TASK
Please write out every record below exactly as it stands.

DATA RECORDS

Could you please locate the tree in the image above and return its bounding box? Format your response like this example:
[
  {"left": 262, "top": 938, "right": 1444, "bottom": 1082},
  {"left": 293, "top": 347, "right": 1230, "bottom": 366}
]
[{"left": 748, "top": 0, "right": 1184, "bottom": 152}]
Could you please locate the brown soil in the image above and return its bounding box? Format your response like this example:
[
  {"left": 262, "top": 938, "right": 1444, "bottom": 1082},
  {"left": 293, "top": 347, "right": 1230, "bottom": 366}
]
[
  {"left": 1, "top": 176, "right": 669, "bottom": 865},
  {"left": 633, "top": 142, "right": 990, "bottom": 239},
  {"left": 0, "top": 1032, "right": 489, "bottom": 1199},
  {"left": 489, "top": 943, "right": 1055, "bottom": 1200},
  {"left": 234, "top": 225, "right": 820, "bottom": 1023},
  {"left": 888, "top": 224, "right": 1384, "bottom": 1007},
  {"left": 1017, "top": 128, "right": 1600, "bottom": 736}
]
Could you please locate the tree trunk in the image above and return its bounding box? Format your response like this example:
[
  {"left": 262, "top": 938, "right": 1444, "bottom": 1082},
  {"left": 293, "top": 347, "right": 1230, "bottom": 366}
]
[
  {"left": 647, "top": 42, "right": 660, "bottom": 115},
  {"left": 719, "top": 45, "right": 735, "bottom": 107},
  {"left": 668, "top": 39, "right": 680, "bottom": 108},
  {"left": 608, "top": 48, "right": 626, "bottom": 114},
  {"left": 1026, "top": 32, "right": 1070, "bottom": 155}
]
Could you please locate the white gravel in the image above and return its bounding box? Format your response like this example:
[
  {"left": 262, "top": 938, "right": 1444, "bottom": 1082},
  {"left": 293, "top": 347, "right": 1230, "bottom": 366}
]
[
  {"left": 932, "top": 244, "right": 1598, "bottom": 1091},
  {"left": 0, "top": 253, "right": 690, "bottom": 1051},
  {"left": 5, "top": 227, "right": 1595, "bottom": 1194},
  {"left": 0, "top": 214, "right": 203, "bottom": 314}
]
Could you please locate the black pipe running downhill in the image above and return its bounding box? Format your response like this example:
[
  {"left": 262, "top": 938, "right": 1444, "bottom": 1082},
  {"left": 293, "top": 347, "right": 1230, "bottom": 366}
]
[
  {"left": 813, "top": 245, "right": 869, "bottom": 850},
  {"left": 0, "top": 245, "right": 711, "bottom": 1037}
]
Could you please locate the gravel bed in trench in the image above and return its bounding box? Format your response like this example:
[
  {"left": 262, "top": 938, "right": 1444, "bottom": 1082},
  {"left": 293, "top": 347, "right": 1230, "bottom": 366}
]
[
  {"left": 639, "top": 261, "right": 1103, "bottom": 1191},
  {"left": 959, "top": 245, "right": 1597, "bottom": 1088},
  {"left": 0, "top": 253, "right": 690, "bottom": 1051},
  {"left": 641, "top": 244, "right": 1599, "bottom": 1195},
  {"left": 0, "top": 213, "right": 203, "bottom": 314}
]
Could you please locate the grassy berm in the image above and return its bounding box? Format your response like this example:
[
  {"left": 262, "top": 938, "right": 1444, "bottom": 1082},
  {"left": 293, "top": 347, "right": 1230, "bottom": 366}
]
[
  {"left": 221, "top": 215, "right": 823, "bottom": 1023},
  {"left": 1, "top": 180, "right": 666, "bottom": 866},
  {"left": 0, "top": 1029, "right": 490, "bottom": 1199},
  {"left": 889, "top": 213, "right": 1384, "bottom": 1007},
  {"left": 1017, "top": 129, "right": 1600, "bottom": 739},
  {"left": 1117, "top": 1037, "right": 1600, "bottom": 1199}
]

OUTPUT OF THE TASK
Could you please locate the tree in the image above and return its bounding box? Format your response like this example:
[
  {"left": 262, "top": 938, "right": 1444, "bottom": 1082},
  {"left": 293, "top": 347, "right": 1230, "bottom": 366}
]
[{"left": 748, "top": 0, "right": 1184, "bottom": 152}]
Could you please locate the brown soil in the image above and return its bounding box? Format your response like this example:
[
  {"left": 262, "top": 938, "right": 1444, "bottom": 1082},
  {"left": 293, "top": 347, "right": 1230, "bottom": 366}
]
[
  {"left": 1, "top": 176, "right": 669, "bottom": 865},
  {"left": 633, "top": 142, "right": 990, "bottom": 239},
  {"left": 0, "top": 1032, "right": 489, "bottom": 1199},
  {"left": 489, "top": 943, "right": 1055, "bottom": 1200},
  {"left": 234, "top": 225, "right": 820, "bottom": 1023},
  {"left": 888, "top": 224, "right": 1384, "bottom": 1007},
  {"left": 1017, "top": 128, "right": 1600, "bottom": 736}
]
Could you please locate the tree trunk in the image above and return its bounding box? Format your response like this example:
[
  {"left": 262, "top": 938, "right": 1444, "bottom": 1082},
  {"left": 293, "top": 347, "right": 1230, "bottom": 366}
]
[
  {"left": 647, "top": 42, "right": 660, "bottom": 115},
  {"left": 719, "top": 45, "right": 735, "bottom": 107},
  {"left": 668, "top": 39, "right": 680, "bottom": 108},
  {"left": 608, "top": 48, "right": 626, "bottom": 114},
  {"left": 1026, "top": 32, "right": 1070, "bottom": 155}
]
Could you please locate the white gravel in the image above and return its bounding box? Format your response like this example:
[
  {"left": 262, "top": 938, "right": 1444, "bottom": 1082},
  {"left": 293, "top": 347, "right": 1230, "bottom": 366}
]
[
  {"left": 932, "top": 244, "right": 1598, "bottom": 1091},
  {"left": 0, "top": 253, "right": 690, "bottom": 1051},
  {"left": 5, "top": 227, "right": 1595, "bottom": 1194},
  {"left": 0, "top": 214, "right": 203, "bottom": 314}
]
Could you please locate the black pipe running downhill in the image above and return its bounding box? Format your response like this example:
[
  {"left": 262, "top": 938, "right": 1444, "bottom": 1082},
  {"left": 293, "top": 347, "right": 1230, "bottom": 366}
]
[
  {"left": 813, "top": 245, "right": 869, "bottom": 850},
  {"left": 0, "top": 245, "right": 711, "bottom": 1037}
]
Could you please locate the gravel bed in trench in the image above and return its bounding box? Format your response like this example:
[
  {"left": 262, "top": 938, "right": 1444, "bottom": 1082},
  {"left": 293, "top": 347, "right": 1230, "bottom": 366}
]
[
  {"left": 639, "top": 261, "right": 1103, "bottom": 1191},
  {"left": 959, "top": 245, "right": 1597, "bottom": 1088},
  {"left": 0, "top": 253, "right": 690, "bottom": 1051},
  {"left": 641, "top": 244, "right": 1599, "bottom": 1195},
  {"left": 0, "top": 213, "right": 203, "bottom": 314}
]
Could you please locate the grassy berm in the image above and return its bounding box? Format your response like this example:
[
  {"left": 262, "top": 938, "right": 1444, "bottom": 1082},
  {"left": 293, "top": 347, "right": 1230, "bottom": 366}
]
[
  {"left": 221, "top": 215, "right": 823, "bottom": 1023},
  {"left": 1, "top": 180, "right": 666, "bottom": 866},
  {"left": 0, "top": 1029, "right": 490, "bottom": 1199},
  {"left": 889, "top": 213, "right": 1384, "bottom": 1007},
  {"left": 1017, "top": 129, "right": 1600, "bottom": 739},
  {"left": 1117, "top": 1037, "right": 1600, "bottom": 1199}
]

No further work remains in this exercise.